WHAT TO WORK ON
Reproduce word for word everything in the lease text below from "Tenant represents that, with" down to "of Base Rent.".

TEXT SECTION
A.    TENANT IMPROVEMENTS. In accordance with the space plan and detailed
specifications in accordance to Exhibit C attached hereto, Landlord, at
Landlord's sole cost and expense, shall construct the following Tenant
Improvements:

      1.   OFFICE:  Approximately 1,700 square feet of office space consisting
      of the following:

           a.  three (3) private offices, two (2)  with windows to the warehouse

           b.  one (1) bull pen area

           c.  one (1) break room, including sink, counter facilities to
           accommodate refrigerator, microwave and vending machines 

           d. two (2) ADA compliant rest rooms to code for approximately 40
           employees.

      2.   WAREHOUSE: Approximately 48,540 square feet consisting of the
      following:

           a.  ELECTRICAL:  one (1) 400 AMP, 277/480 volt electrical service
           distributed as follows:

               -  three (3) dedicated 208V/3 phase circuits
               -  208V/3 phase service to the center of the warehouse for
                  conveyor system
               -  two (2) forklift charging stations, location to be mutually
                  agreed upon 
               -  110V service along the east wall, 1-4 plex outlet every 30
                  feet

           b.  DOCK EQUIPMENT:  ten (10) edge of dock load levelers

           c.  INSULATION:  insulation (R-19) throughout warehouse ceiling

      3.   All work performed by Landlord shall comply with all applicable
      building Regulations.

B.  EARLY ACCESS: On or after October 1, 1998, subject to existing tenant Crum
    and Crum Enterprises vacating Premises, and prior to Landlord's completion
    of Tenant Improvements as stated above, Landlord shall grant Tenant access
    to Premises for warehousing and distribution purposes only. Said access and
    occupancy to warehouse shall be conducted as not to interfere with or delay
    Landlord's completion of the improvements to the Premises.

                                 39.   BROKERS

         Tenant represents that, with the exception of Tenant's agent, Tom 
Shuler of Tom Shuler Real Estate ("Tenant's Broker") and Landlord's agents, 
Tenant has not worked with any other broker to consummate this transaction. 
Landlord shall pay Tenant's Broker a commission equal to five percent (5%) of 
the total Base Rent for years 1 through 5 of the Term, and two and one half 
percent (2 1/2%) for years 6 through 10 of the Term, one half of which 
commission shall be paid upon the full execution of this Lease, with the 
balance paid upon the date that Tenant commences the payment of Base Rent.

DATA ROWS
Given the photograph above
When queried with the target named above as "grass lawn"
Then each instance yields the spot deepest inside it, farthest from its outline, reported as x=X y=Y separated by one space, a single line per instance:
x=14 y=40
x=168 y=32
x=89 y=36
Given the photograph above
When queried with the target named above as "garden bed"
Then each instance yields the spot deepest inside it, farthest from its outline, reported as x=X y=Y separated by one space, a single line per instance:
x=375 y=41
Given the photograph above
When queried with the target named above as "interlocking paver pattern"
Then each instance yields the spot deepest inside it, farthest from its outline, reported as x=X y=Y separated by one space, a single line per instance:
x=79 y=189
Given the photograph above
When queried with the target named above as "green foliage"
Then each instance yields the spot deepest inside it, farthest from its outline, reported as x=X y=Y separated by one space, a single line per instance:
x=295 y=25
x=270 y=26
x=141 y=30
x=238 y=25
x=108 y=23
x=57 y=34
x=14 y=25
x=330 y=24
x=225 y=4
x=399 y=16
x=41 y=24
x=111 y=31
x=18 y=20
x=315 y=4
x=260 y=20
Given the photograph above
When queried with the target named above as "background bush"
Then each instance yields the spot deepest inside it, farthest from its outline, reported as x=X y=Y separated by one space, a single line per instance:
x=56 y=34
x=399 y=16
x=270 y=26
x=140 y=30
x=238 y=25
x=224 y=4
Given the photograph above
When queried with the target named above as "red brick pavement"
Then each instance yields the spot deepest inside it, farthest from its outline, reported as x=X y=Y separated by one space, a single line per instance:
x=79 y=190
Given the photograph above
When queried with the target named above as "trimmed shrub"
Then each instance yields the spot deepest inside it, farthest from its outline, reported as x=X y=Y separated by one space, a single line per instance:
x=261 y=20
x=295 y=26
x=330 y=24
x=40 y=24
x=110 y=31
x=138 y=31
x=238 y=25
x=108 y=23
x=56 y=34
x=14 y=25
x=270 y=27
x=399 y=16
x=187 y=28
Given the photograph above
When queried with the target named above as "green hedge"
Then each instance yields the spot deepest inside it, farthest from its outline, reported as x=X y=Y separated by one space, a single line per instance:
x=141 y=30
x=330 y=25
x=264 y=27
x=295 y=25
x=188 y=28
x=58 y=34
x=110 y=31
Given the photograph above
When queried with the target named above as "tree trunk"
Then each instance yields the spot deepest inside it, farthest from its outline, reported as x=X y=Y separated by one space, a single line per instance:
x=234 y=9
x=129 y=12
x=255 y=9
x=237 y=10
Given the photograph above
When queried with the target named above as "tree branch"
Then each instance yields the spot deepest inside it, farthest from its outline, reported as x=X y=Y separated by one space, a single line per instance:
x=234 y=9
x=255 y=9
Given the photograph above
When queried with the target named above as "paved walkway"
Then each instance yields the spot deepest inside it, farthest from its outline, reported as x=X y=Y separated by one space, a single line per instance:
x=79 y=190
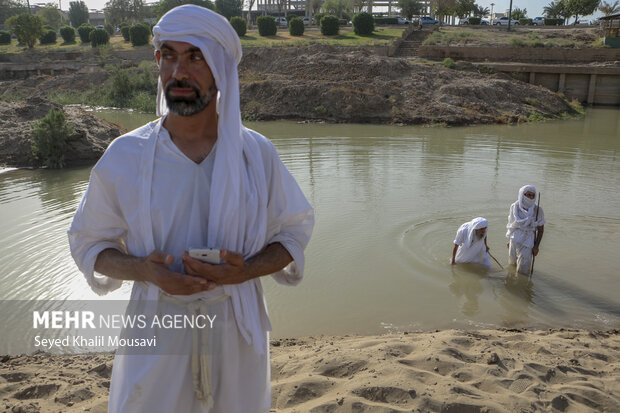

EXERCISE RESPONSE
Tenant represents that, with the exception of Tenant's agent, Tom 
Shuler of Tom Shuler Real Estate ("Tenant's Broker") and Landlord's agents, 
Tenant has not worked with any other broker to consummate this transaction. 
Landlord shall pay Tenant's Broker a commission equal to five percent (5%) of 
the total Base Rent for years 1 through 5 of the Term, and two and one half 
percent (2 1/2%) for years 6 through 10 of the Term, one half of which 
commission shall be paid upon the full execution of this Lease, with the 
balance paid upon the date that Tenant commences the payment of Base Rent.